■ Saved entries
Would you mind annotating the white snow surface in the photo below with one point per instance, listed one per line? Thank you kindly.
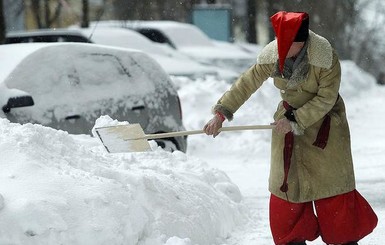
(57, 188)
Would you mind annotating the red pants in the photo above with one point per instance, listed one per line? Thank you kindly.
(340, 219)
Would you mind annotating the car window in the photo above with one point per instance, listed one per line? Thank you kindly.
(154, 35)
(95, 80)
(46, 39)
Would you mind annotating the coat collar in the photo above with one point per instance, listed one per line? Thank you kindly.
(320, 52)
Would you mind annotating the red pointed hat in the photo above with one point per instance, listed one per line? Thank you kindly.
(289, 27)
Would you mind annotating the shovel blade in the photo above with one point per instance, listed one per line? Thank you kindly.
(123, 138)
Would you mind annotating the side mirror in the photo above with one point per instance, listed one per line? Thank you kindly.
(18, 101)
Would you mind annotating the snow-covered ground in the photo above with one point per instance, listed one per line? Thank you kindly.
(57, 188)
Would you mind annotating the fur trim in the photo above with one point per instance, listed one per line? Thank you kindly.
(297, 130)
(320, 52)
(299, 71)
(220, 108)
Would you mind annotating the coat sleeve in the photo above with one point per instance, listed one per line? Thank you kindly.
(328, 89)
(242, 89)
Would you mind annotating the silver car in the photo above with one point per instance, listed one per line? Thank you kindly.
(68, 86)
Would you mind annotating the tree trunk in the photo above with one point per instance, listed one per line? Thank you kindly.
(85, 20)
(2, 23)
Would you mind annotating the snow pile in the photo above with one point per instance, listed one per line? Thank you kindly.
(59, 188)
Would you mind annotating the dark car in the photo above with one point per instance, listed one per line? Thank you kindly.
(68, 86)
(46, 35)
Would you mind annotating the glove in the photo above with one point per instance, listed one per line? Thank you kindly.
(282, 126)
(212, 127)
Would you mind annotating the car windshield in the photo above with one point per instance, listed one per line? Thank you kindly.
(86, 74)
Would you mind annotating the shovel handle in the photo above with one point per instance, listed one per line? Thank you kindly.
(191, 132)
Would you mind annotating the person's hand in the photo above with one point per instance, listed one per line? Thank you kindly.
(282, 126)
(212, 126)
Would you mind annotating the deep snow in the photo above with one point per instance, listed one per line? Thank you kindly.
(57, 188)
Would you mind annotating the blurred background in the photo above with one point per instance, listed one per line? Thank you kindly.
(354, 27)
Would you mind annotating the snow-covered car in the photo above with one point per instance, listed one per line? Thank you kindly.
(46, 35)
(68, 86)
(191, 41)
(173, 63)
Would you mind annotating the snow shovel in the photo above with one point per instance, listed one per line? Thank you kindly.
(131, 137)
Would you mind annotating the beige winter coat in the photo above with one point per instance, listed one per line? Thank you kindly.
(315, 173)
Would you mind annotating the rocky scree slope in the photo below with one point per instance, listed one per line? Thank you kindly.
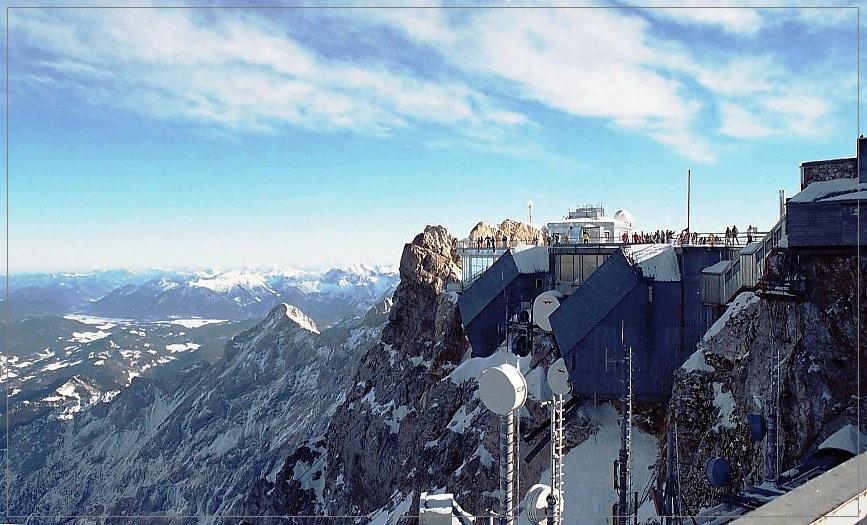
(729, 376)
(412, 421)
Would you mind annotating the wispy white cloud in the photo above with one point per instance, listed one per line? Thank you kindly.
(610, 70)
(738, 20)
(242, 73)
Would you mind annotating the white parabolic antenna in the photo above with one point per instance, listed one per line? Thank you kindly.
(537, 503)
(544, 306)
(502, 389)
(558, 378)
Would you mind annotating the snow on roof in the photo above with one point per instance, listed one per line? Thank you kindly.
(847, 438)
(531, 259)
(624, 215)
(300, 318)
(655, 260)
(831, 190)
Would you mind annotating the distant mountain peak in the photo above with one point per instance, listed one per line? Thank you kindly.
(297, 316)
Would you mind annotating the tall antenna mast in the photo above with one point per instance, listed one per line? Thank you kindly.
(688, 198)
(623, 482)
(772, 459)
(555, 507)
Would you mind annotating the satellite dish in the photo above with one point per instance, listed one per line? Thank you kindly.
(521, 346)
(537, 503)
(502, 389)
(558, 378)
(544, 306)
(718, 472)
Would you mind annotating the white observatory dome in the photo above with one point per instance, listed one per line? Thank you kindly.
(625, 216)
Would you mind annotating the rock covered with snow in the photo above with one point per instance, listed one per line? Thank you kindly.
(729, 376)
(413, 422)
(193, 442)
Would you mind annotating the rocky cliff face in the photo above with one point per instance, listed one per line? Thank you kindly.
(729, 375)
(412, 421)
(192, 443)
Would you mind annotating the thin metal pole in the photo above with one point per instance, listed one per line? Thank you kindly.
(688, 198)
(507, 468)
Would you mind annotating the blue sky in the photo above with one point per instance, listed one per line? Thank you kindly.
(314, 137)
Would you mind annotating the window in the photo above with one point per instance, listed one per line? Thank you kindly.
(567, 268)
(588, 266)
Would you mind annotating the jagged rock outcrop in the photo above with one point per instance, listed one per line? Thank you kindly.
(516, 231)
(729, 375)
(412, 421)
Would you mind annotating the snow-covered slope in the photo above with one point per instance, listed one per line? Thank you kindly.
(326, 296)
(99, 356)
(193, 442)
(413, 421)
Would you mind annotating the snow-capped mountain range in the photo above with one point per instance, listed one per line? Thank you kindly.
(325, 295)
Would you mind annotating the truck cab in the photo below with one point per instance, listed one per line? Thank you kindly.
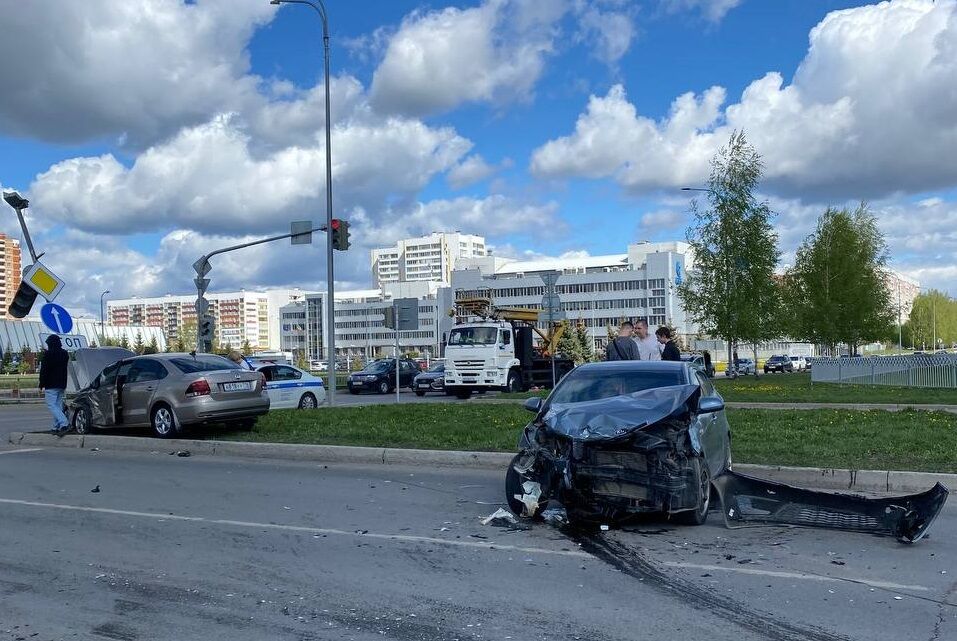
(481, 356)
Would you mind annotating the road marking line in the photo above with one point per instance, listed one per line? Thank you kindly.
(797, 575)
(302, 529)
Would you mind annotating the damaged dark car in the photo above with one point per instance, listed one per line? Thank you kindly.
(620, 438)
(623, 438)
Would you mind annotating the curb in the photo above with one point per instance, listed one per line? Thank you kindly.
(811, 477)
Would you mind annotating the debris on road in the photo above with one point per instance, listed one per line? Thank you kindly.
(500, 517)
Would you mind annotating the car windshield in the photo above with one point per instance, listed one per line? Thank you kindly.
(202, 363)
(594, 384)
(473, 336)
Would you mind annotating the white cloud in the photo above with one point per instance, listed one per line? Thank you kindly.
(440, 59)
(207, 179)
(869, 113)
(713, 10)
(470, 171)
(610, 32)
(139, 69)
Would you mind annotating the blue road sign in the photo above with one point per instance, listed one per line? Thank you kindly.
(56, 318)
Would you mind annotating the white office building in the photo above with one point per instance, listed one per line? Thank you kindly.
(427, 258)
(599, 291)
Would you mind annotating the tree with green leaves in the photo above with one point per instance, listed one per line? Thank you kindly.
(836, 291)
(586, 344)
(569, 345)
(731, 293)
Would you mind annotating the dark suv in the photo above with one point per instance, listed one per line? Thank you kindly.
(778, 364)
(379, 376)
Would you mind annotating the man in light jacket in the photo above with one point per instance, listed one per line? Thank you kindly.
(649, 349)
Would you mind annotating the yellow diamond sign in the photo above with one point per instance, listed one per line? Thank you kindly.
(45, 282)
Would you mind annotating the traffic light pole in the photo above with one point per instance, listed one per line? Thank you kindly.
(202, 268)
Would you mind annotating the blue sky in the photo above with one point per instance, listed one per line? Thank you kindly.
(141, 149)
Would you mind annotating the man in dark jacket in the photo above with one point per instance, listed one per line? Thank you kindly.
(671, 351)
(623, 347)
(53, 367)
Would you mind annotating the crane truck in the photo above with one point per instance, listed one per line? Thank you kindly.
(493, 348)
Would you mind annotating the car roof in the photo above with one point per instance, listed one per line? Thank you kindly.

■ Problem
The complete set of records should be written out again, pictures excluded.

■ Written solution
Would you mind annotating the white snow surface in the photo below with one point per instance, listed one per line? Thank you kindly.
(57, 188)
Would you mind annotating the red pants in the photo above with one point per instance, listed one per line? Thank you kindly.
(340, 219)
Would you mind annotating the car window in the photo above with one point per instance, listed one per line? Thank you kindly.
(154, 35)
(95, 80)
(46, 39)
Would you mind annotating the coat collar in the photo above with one point per instance, listed one per line? Thank you kindly.
(320, 52)
Would you mind annotating the red pointed hat in the photo above with one point per instance, listed one per line? Thank you kindly.
(289, 27)
Would you mind annotating the shovel blade in the photo above with one point per instance, listed one per line? Thank you kindly.
(123, 138)
Would you mind annotating the side mirror in the photo above with one point per instance, listed one per line? Thank you kindly.
(18, 101)
Would you mind annotating the snow-covered ground in the photo above with one point per instance, listed one per line? Thank you kindly.
(57, 188)
Would you mind annotating the fur trim in the photo above with one point per instance, listed one per line? Thank you kindly.
(297, 130)
(320, 52)
(299, 71)
(220, 108)
Would you mind annotating the coat sleeve in the photo above with one point per instance, listed one per line? Thank you kindly.
(328, 89)
(242, 89)
Would you mind annotating the silver car in the photo above with one point per instance, listed one per line? Thank you kindly.
(68, 86)
Would you mind annotating the tree trunk in the photo above with one point per instance, listed one per line? Thank you kindly.
(85, 20)
(2, 23)
Would you mind annotating the snow pile in the photo above with one point per instance, listed one per line? Thank you kindly.
(59, 188)
Would you mind annotating the dark car in the photo above with one point per instance, listed one per line? Thank you kindly.
(68, 86)
(46, 35)
Would you mind annotating the glove in the photo above with one point per instance, listed one per line? Thank you kindly.
(282, 126)
(212, 127)
Would you mind annotating the car windshield in the photo above with one point per instance, listed one per line? Thank you kindly.
(86, 74)
Would you mind annotating the shovel handle in the photo above with one point per instance, listed one per line? Thank you kindly.
(191, 132)
Would you mind annotating the person's hand in the photo above with one point per instance, listed one per line? Thank you kindly.
(282, 126)
(212, 126)
Would you mind annotating the deep snow in the photo above with one point per instance, listed one per line? Thank you kindly.
(57, 188)
Would you mind annotating the blurred background in the photo above with one point per instance, listed one per line? Thank you kindly.
(354, 27)
Would you mind annotating the snow-covered car in the photo above with one point per instance, listed one per line? Thank you kindly.
(46, 35)
(68, 86)
(191, 41)
(173, 63)
Would you mind annotating the snow shovel in the photo above with one point per instance, listed one per line? Thank you kindly.
(131, 137)
Would you mind annotating the beige winter coat in the photo above with one point per instance, listed one per line? Thank you kindly.
(315, 173)
Would you mind annotating the rocky scree slope in the photo below with one point per instance, listed one per line? Thank you kindly.
(729, 376)
(412, 421)
Would you mind annotating the wispy white cloud in the photo above with one point per instance, listed one per line? Thank you kindly.
(610, 70)
(738, 20)
(242, 73)
Would you mind annotating the white parabolic antenna in the photo above with one point per instance, listed one per line? Thank you kindly.
(537, 503)
(544, 306)
(502, 389)
(558, 378)
Would you mind annotating the snow on roof in the photo above with one point per instance, listed one per line? Thank you kindly.
(847, 438)
(531, 259)
(624, 215)
(300, 318)
(655, 260)
(831, 190)
Would you mind annotating the distant mountain peak in the photo above with one point per instance, listed one per line? Thank you kindly.
(297, 316)
Would you mind annotating the tall antenna mast in the photo above with one point per instance, listed one per line? Thank you kindly.
(688, 198)
(623, 482)
(772, 459)
(555, 507)
Would you mind annotating the satellite dish in the photo above with one point per instance, listed one per line? Thank you kindly.
(521, 346)
(537, 503)
(502, 389)
(558, 378)
(544, 306)
(718, 472)
Would you mind annotating the white observatory dome in the photo above with one point per instance, listed one per line? Thank you kindly.
(625, 216)
Would you mind annotating the rock covered with snow in the photo above with one point per instance, listed one per line? Thank you kindly.
(729, 376)
(413, 422)
(193, 442)
Would you mind annotating the rocky cliff face in the photo above with one point per instance, listed one per line? Thank you kindly.
(729, 375)
(412, 421)
(192, 443)
Would you mind annotating the thin metal pole in the photo above with one point per instance, listed one per line? Thank you kindly.
(688, 198)
(507, 468)
Would you mind annotating the blue sky in the photo above with one point per instance, listed one per line? Thank you kindly.
(314, 137)
Would you mind annotating the window in the photo above with one point per instance, listed one per line? Thank you kindly.
(567, 268)
(588, 266)
Would you mind annotating the jagged rock outcrop in the photo above with one point per instance, listed one per line? Thank you kindly.
(516, 231)
(729, 375)
(412, 421)
Would you mind annotating the snow-covered slope in the photo above with one point per instance, listed one per line? Thank you kindly.
(326, 296)
(99, 356)
(193, 442)
(413, 421)
Would you mind annotating the snow-capped mountain range in the photo above with one point per instance, listed one per line? Thank you kindly.
(325, 295)
Would you mind annotating the truck cab in the photo below with one point per instance, listed one per line? Thank you kindly.
(481, 356)
Would you mind annotating the road marking line in the photo above with one point per instance, listed one per line? Thank you kindly.
(797, 575)
(302, 529)
Would you mind annotating the damaged dark car in the photo above with one point per instance, listed one per line? Thank you kindly.
(620, 438)
(623, 438)
Would you mind annotating the curb in the photo above with one point per instance, listed one per line? Thank you kindly.
(811, 477)
Would you mind annotating the debris on road in the photo above with one point per instance, listed one per line? Thank you kindly.
(500, 517)
Would you mind annotating the car windshield in the photo above with one point per instance, listed one per line? Thank you kindly.
(202, 363)
(594, 384)
(473, 336)
Would you mind annotating the white cloud in the photo above with one point per instance, listed one per line? Thank you kindly.
(440, 59)
(207, 179)
(869, 113)
(713, 10)
(470, 171)
(610, 32)
(139, 69)
Would you mind annotating the blue road sign in the photo above with one point per instance, listed one per line? Thank you kindly.
(56, 318)
Would you mind annotating the white office building in the photo above with one point per instance, listed one per line? Thank you kindly.
(427, 258)
(599, 291)
Would you mind annotating the tree with green leaves in the photo above with one point per instance, listed one per line? Thank you kindly.
(836, 291)
(586, 344)
(569, 345)
(731, 293)
Would you mind annotating the dark suv in the photo above with one point per instance, listed one per line? Thank you kindly.
(778, 364)
(379, 376)
Would you mind annotating the man in light jacket in the photo above with one point per instance, listed one per line? Thank you kindly.
(649, 349)
Would you mind annotating the yellow diamond sign in the photo above with one point per instance, listed one per line? Thank you kindly.
(45, 282)
Would you mind annotating the traffic light pole in the photo above with one point per instance, listed one per line? Thank you kindly.
(202, 268)
Would you mind annotating the blue sky in the photo above with one point per instance, listed one per line? Thank you kindly.
(141, 149)
Would you mind annotating the man in dark jacket in the photo above with one point per instance, listed one per line? Thank you kindly.
(671, 351)
(623, 347)
(53, 367)
Would you mind annotating the crane truck in the photo above with one point per instance, listed one per line? Thank you kindly.
(493, 348)
Would you mind annotating the car roof in the photo above with one point per instance, listed one per line? Thank you kindly.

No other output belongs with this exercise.